Items listed in a dataset

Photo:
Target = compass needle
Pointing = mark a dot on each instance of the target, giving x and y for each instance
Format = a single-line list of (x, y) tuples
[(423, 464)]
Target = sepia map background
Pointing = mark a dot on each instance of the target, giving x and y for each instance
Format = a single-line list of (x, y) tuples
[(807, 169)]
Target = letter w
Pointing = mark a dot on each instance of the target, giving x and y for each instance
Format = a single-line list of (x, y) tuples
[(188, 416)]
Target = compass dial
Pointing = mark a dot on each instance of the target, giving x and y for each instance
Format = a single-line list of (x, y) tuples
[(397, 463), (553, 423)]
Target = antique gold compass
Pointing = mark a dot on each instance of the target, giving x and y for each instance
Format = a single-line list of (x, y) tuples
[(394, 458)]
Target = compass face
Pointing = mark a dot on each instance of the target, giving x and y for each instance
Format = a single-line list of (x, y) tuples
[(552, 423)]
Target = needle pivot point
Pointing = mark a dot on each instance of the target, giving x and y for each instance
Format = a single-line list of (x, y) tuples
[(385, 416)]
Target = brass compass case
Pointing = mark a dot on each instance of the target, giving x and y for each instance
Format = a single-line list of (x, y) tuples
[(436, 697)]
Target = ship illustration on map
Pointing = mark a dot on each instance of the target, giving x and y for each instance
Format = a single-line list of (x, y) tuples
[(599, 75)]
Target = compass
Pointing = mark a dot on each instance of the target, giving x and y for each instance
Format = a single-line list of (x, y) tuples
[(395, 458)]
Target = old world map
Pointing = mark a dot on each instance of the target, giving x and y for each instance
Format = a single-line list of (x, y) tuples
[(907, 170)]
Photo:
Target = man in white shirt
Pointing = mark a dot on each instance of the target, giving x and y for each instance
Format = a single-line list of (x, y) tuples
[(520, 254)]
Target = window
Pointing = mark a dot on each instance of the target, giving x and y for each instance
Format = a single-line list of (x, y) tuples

**Activity**
Line by line, retype the data exactly as written.

**Solution to this task**
Photo:
Target = compass needle
Pointing = mark a dot on each instance of the target, giving x and y for each instance
Format = a single-line list of (x, y) tuples
[(423, 464)]
Target = sepia map background
Pointing = mark a dot on each instance of the target, giving x and y for each instance
Format = a single-line list of (x, y) tuples
[(807, 169)]
Target = letter w
Pointing = mark a dot on each instance of the target, giving x and y for each instance
Format = a single-line list of (x, y) tuples
[(188, 416)]
Target = compass dial
Pointing = mark a dot on each instance of the target, giving x and y for each instance
Format = a single-line list of (x, y) tuples
[(397, 463), (553, 423)]
Target = antique gold compass
Pointing = mark a dot on each instance of the target, giving x and y for each instance
Format = a single-line list of (x, y) tuples
[(394, 458)]
Target = compass face
Pointing = mark a dot on each instance of the target, giving x and y for each instance
Format = a single-line list of (x, y) tuples
[(552, 423)]
Target = needle pivot point
Pointing = mark a dot on each instance of the target, giving x and y for each instance
Format = a single-line list of (x, y) tuples
[(385, 416)]
Target = brass compass case
Pointing = mark a dot on each instance of the target, giving x and y for each instance
Format = a single-line list of (x, y) tuples
[(436, 697)]
Target = ship illustration on map
Pointing = mark a dot on each instance of the target, giving x and y for each instance
Format = a single-line list of (x, y) tuples
[(599, 75)]
Target = compass
Pointing = mark a dot on each instance of the target, giving x and y for each instance
Format = a single-line list of (x, y) tuples
[(395, 458)]
Target = old world map
Pointing = mark a dot on each instance of the target, giving x and y for each instance
Format = a single-line list of (x, y) tuples
[(907, 170)]
Photo:
Target = man in white shirt
Pointing = mark a dot on each instance of the target, giving x and y for each instance
Format = a single-line list of (x, y) tuples
[(520, 254)]
Target = window
Pointing = mark a dot on each instance of the target, giving x and y for each instance
Format = a single-line list of (x, y) tuples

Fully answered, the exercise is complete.